_Source extract_:

◆ ◆ ◆ ◆

Here's an interesting question -- suppose instead of catching cheaters, my goal was to make it as easy as possible on my students as well as my support staff member, who was grading the tests. That is, let's say I want to choose radii and heights carefully so that, by using 3.14 for pi, the volume would work out to be a whole number (which appears the same on all calculators regardless of mode). How could have I gone about this?

The main approximation of pi, 3.14, converts to 314/100 = 157/50. It's fortunate that 314 is even, so that the denominator reduces to 50 rather than 100. So our goal now is to choose a radius and height so that we can cancel the 50 remaining in the denominator.

We see that 50 factors as 2 * 5^2. The volume of a cylinder is V = pi r^2 h -- and since r is squared in this equation, making it a multiple of five cancels 5^2. It only remains to make h even to cancel out the last factor of two in the denominator. Let's check to see whether this works for r = 5, h = 2:

V = pi r^2 h
V = (3.14)(5)^2(2)
V = 157 cubic units

which is a whole number, so it works.

If we had a cone rather than a cylinder, then there is a factor of 1/3 to deal with. We can resolve the extra three in the denominator by making h a multiple of six (since it's already even). Let's check that this works for r = 5, h = 6:

V = (1/3) pi r^2 h
V = (1/3)(3.14)(5)^2(6)
V = 157 cubic units

Spheres, though, are the trickiest to make come out to be a whole number. This is because spheres, with the volume formula V = (4/3) pi r^3, have only r with no h. Thus r must have all of the factors necessary to cancel the denominator. Fortunately, the sphere formula contains the factor 4/3, and the four in the numerator already takes care of the factor of two in the denominator 50. And so r only needs to carry a factor of five (only one factor is needed since r is cubed) and three (in order to take care of the denominator of 4/3). So r must be a mutliple of 15. Let's check r = 15:

V = (4/3) pi r^3
V = (4/3)(3.14)(15)^3
V = 14130 cubic units

Notice that the volume of a sphere of radius 15 is actually 14137 to the nearest cubic unit -- that's how large the error gets by using 3.14 for pi. Nonetheless, 15 is the smallest radius for which we can get a whole number as the volume by using pi = 3.14.

Now today, Pi Approximation Day, is all about the approximation 22/7 for pi. Notice that if we were to use 22/7 as pi instead of 157/50, obtaining a whole number for the volume would be easier.

For cylinders, the only factor to worry about in the denominator is seven. Either the radius or the height can carry this factor. So let's try r = 1, h = 7:

V = pi r^2 h
V = (22/7)(1^2)(7)
V = 22 cubic units

For cones, we also have the three in 1/3 to resolve. Let's be different and let the radius carry the factor of three this time. For r = 3, h = 7, we have:

V = (1/3) pi r^2 h
V = (1/3)(22/7)(3^2)(7)

◆ ◆ ◆ ◆

_What is needed_:
From the passage on choosing dimensions so volumes come out as whole numbers, extract the portion starting with "Now today, Pi" and going on through "V = (22/7)(1^2)(7)", copied word for word. The stored items play no part here and can be set aside.

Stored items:
◆ ◆ ◆ ◆

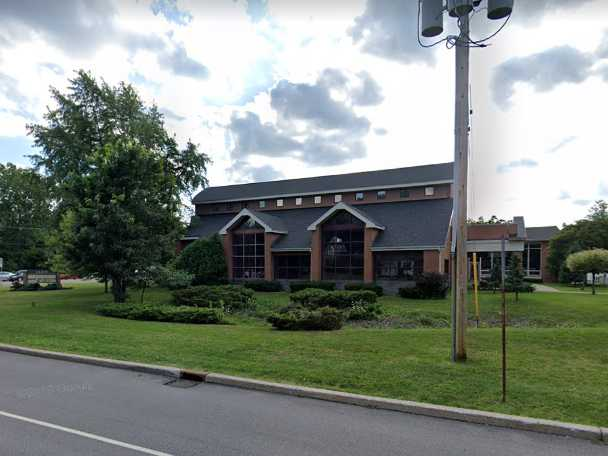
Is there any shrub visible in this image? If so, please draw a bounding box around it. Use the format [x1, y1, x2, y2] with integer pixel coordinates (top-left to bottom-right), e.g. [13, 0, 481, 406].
[173, 285, 255, 312]
[158, 268, 194, 290]
[399, 272, 449, 299]
[346, 304, 382, 320]
[290, 289, 377, 309]
[242, 280, 283, 292]
[268, 307, 344, 331]
[344, 282, 384, 296]
[399, 287, 424, 299]
[289, 281, 336, 293]
[97, 303, 224, 324]
[175, 234, 228, 285]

◆ ◆ ◆ ◆

_Answer to the exercise_:
Now today, Pi Approximation Day, is all about the approximation 22/7 for pi. Notice that if we were to use 22/7 as pi instead of 157/50, obtaining a whole number for the volume would be easier.

For cylinders, the only factor to worry about in the denominator is seven. Either the radius or the height can carry this factor. So let's try r = 1, h = 7:

V = pi r^2 h
V = (22/7)(1^2)(7)